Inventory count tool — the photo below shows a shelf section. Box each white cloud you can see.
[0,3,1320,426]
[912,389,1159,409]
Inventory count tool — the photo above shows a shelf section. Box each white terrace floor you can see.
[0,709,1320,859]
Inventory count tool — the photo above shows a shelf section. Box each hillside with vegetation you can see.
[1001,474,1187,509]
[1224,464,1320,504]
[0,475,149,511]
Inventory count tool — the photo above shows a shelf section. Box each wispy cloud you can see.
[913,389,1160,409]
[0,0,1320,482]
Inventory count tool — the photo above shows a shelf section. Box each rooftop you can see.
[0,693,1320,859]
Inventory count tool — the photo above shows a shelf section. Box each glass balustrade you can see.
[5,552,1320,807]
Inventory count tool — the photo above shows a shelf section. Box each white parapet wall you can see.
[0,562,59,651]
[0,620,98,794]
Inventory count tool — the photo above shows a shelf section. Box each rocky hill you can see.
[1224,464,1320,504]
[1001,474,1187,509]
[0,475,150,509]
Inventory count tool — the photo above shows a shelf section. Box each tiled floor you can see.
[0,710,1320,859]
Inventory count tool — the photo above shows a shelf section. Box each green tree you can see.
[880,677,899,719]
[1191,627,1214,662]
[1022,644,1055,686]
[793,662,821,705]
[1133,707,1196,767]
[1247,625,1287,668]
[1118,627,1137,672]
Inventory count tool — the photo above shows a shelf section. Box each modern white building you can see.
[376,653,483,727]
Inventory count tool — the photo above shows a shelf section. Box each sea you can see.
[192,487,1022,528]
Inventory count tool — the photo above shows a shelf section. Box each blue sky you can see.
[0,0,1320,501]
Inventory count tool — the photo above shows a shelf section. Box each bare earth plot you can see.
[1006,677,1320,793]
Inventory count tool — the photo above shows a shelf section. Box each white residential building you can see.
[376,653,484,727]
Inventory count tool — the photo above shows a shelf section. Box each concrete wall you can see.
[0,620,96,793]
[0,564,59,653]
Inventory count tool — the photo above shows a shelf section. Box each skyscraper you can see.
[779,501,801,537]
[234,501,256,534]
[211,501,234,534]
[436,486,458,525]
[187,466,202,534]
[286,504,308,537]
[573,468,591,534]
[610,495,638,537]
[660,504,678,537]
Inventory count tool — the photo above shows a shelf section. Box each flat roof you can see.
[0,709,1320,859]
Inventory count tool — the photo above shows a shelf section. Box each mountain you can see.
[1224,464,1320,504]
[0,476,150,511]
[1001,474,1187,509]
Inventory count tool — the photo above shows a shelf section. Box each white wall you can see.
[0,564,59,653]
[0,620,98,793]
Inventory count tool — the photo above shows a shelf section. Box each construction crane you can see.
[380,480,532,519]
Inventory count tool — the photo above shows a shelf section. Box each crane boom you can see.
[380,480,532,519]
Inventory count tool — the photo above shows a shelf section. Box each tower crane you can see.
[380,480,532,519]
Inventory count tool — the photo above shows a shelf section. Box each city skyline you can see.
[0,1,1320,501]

▶ **INSTRUCTION**
Please copy out all of the records above word for word, keeping them in the same order.

▶ **ANSWER TO THE EXERCISE**
Inventory count tool — the photo below shows a shelf section. Box each white cloud you can see.
[0,3,1320,426]
[912,389,1159,409]
Inventory count tool — the photo above shows a shelf section. Box each white terrace floor you can see.
[0,709,1320,859]
Inventory count tool — the photo above shows a shelf section. Box each hillside with vegetation you can see.
[1001,474,1187,509]
[1224,464,1320,504]
[0,475,149,511]
Inventory count tool — the photo above shows a shelf section. Box each wispy cloud you can see.
[913,389,1160,409]
[0,0,1320,482]
Inventory count tool — the photo above shows a shelf section. Box each rooftop you can see.
[0,693,1320,859]
Inventory count tool — the photo above shows a shelf section. Box each glass balustrade you can see.
[5,552,1320,807]
Inventory count tool — the photo above shows a shelf section. Box each white parapet wall you can see.
[0,562,59,651]
[0,620,98,794]
Inventory count tool — the photo above shows a shelf section. Box each rocky hill you can see.
[1224,464,1320,504]
[1001,474,1187,509]
[0,475,150,509]
Inventory count tool — the photo above shows a shelf section. Box each tiled floor you can see.
[0,710,1320,859]
Inventory count tool — the photo above shows a shelf section. Box each green tree you can see.
[880,677,899,719]
[1191,627,1214,662]
[1022,644,1055,686]
[793,662,821,705]
[1133,707,1196,767]
[1247,625,1287,668]
[1118,627,1137,672]
Inventory count tool — the photo above shows a shelf section. Box each modern white building you can see.
[376,653,483,727]
Inventory count tool — the photo above shows a shelf section. Box each sea you can see.
[192,487,1022,528]
Inventory count tool — the photo above shows a shelf section. Box each blue sky you can see.
[0,0,1320,501]
Inventory count tool — the photo above shows a shelf section. Box each bare earth plot you can see.
[1006,677,1320,793]
Inventory count tool — the photo above shows a shelf section. Box each white residential building you can see.
[376,653,484,727]
Inventory count tool — the photo above shows a shelf section. Box each concrete wall you can see.
[0,620,96,793]
[0,564,59,653]
Inventory count tool — the photo above shows a shelf section. Box each skyscraper you can see.
[779,501,801,537]
[234,501,256,534]
[211,501,234,534]
[436,486,458,525]
[187,466,202,534]
[286,504,308,537]
[573,468,591,534]
[610,495,638,537]
[660,504,678,537]
Inventory count tool — the photo above shows a shelf section. Box each flat roof you can see.
[0,709,1320,859]
Inventory count tool — the photo above shows a shelf section. Box each mountain you can see.
[1224,464,1320,504]
[0,476,150,511]
[1001,474,1187,509]
Inventory count tool — the photo above shows a shelf section. Box each white wall you can see.
[0,564,59,653]
[0,620,98,793]
Inventory count tool — the photo above shows a shelf section. Box each construction crane you can see.
[380,480,532,519]
Inventory count tool — the photo above shows a shelf section. Box each crane boom you can see.
[380,480,532,519]
Inventory count tool — the photo above shows a shelf section. Box each tower crane you can see.
[380,480,532,519]
Inventory count tool — the photo above shows a shelf section. Box each city skyline you can see.
[0,1,1320,501]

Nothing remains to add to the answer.